Nothing but the lines below between the line holding "Query: green lawn" and the line holding "In this exercise you will indicate the shrub", inclusive, should appear in the answer, each set down exactly.

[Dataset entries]
.....

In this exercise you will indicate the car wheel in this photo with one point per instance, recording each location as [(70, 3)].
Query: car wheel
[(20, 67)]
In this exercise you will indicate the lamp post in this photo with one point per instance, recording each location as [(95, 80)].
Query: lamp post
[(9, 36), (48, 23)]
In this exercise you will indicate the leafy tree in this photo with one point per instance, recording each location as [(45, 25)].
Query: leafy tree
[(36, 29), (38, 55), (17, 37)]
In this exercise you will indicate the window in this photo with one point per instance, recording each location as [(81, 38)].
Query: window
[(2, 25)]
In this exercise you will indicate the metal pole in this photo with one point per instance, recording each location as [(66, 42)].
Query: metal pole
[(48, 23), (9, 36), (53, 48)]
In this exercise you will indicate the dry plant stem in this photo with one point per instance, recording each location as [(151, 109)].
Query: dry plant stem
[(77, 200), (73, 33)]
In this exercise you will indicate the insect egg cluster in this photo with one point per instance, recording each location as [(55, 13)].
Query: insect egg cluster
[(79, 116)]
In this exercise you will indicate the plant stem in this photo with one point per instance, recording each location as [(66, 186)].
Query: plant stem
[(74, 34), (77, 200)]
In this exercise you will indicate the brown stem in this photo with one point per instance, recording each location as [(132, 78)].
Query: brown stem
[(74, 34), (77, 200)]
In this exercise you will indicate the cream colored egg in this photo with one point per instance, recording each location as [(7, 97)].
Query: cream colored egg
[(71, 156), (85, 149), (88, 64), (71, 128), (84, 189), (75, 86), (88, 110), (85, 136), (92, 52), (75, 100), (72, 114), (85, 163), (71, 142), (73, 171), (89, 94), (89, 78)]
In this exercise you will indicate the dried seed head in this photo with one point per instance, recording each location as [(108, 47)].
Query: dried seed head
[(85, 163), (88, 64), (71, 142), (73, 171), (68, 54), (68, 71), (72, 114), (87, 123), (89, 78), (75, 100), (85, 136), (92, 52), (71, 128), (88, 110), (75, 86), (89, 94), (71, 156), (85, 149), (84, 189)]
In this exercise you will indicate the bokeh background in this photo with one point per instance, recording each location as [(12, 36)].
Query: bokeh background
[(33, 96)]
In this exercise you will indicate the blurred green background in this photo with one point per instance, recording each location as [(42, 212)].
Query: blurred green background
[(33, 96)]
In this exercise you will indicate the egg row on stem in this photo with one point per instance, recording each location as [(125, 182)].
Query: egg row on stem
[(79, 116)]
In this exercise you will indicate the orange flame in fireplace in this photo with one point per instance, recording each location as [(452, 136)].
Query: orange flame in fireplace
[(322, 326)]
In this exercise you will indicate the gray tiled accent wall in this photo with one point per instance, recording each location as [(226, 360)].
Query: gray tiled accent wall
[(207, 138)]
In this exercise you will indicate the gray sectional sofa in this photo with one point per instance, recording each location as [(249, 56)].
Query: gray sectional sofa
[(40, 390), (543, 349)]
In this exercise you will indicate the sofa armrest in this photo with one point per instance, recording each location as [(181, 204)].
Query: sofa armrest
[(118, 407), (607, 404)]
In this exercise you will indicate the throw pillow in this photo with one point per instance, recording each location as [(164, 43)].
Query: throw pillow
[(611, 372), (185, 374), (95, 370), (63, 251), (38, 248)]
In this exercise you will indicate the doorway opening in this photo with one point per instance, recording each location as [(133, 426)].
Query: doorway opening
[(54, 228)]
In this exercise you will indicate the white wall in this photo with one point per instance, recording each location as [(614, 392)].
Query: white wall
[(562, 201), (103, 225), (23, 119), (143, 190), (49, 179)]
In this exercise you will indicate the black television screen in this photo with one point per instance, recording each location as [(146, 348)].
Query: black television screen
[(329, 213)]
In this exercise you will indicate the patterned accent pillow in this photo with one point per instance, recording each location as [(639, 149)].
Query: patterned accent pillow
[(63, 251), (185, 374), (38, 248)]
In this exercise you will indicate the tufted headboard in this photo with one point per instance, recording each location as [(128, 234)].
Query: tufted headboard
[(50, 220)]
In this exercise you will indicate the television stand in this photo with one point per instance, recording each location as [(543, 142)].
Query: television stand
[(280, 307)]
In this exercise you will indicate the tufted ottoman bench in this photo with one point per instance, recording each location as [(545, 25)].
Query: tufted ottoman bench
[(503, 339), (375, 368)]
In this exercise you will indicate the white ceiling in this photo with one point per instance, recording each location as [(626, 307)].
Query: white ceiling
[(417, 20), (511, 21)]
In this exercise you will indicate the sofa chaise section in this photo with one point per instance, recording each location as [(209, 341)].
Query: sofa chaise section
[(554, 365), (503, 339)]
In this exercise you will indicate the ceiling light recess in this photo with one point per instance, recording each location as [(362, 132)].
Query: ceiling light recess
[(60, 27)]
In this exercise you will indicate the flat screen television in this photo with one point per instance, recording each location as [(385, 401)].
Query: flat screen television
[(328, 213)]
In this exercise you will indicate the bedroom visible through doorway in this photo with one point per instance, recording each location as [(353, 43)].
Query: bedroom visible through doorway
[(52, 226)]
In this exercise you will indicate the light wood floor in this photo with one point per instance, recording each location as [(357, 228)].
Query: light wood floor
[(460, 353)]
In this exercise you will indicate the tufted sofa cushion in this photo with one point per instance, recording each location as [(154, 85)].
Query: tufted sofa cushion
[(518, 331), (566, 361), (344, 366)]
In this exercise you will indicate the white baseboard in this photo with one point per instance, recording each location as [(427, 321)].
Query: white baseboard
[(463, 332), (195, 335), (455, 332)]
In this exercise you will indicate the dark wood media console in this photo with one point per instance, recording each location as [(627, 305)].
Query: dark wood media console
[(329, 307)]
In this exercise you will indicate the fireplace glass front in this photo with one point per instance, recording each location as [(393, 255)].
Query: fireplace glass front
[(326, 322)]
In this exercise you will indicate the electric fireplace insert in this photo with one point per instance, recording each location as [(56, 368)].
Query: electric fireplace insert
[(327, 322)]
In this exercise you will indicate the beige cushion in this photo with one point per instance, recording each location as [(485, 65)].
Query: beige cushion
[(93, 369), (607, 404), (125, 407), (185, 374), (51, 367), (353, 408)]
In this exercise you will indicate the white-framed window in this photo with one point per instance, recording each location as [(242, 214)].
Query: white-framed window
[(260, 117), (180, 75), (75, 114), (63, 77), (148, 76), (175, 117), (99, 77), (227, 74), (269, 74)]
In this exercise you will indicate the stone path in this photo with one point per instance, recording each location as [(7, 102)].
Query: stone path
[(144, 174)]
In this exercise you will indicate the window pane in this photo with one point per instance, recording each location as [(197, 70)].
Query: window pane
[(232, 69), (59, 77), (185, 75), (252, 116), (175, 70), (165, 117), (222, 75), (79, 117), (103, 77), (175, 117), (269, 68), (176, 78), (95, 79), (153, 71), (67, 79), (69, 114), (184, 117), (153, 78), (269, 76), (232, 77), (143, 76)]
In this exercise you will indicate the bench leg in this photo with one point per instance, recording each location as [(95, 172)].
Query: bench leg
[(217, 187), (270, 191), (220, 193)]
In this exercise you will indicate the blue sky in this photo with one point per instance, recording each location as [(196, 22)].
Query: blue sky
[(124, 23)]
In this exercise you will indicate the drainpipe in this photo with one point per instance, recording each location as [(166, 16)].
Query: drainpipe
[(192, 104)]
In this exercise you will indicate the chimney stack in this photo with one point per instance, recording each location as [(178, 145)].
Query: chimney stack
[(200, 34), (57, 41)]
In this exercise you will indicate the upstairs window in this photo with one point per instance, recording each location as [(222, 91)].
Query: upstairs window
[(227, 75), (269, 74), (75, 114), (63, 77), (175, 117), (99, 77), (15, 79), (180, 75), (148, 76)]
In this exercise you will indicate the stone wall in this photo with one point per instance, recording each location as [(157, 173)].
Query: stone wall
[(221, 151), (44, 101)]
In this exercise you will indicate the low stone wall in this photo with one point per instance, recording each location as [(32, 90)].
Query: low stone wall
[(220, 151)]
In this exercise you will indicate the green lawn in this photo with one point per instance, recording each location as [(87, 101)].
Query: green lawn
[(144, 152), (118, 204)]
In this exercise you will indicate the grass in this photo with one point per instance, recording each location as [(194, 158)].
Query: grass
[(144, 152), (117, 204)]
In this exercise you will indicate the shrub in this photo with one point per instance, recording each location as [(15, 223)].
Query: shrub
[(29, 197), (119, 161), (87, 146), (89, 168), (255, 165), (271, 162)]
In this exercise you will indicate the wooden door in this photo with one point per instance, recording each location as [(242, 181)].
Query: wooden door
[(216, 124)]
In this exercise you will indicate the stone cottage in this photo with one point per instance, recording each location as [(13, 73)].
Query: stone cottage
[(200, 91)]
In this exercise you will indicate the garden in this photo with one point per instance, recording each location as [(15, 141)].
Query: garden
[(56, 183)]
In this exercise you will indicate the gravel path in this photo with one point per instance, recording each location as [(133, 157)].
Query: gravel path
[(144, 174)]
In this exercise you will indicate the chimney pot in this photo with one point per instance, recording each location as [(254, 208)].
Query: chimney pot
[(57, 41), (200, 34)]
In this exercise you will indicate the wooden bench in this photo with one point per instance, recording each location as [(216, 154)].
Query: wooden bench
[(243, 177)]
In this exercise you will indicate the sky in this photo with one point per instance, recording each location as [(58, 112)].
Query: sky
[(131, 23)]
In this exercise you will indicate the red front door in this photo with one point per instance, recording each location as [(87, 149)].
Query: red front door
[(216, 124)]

.....

Task response:
Query: green lawn
[(144, 152), (118, 204)]
In this exercise you will indicate the grass in this photo with one point per instance, recording each location as [(194, 158)].
Query: grass
[(144, 152), (117, 204)]
In this exercise you will indicate the shrub in this photo with one point per instance, recording each location as [(15, 223)].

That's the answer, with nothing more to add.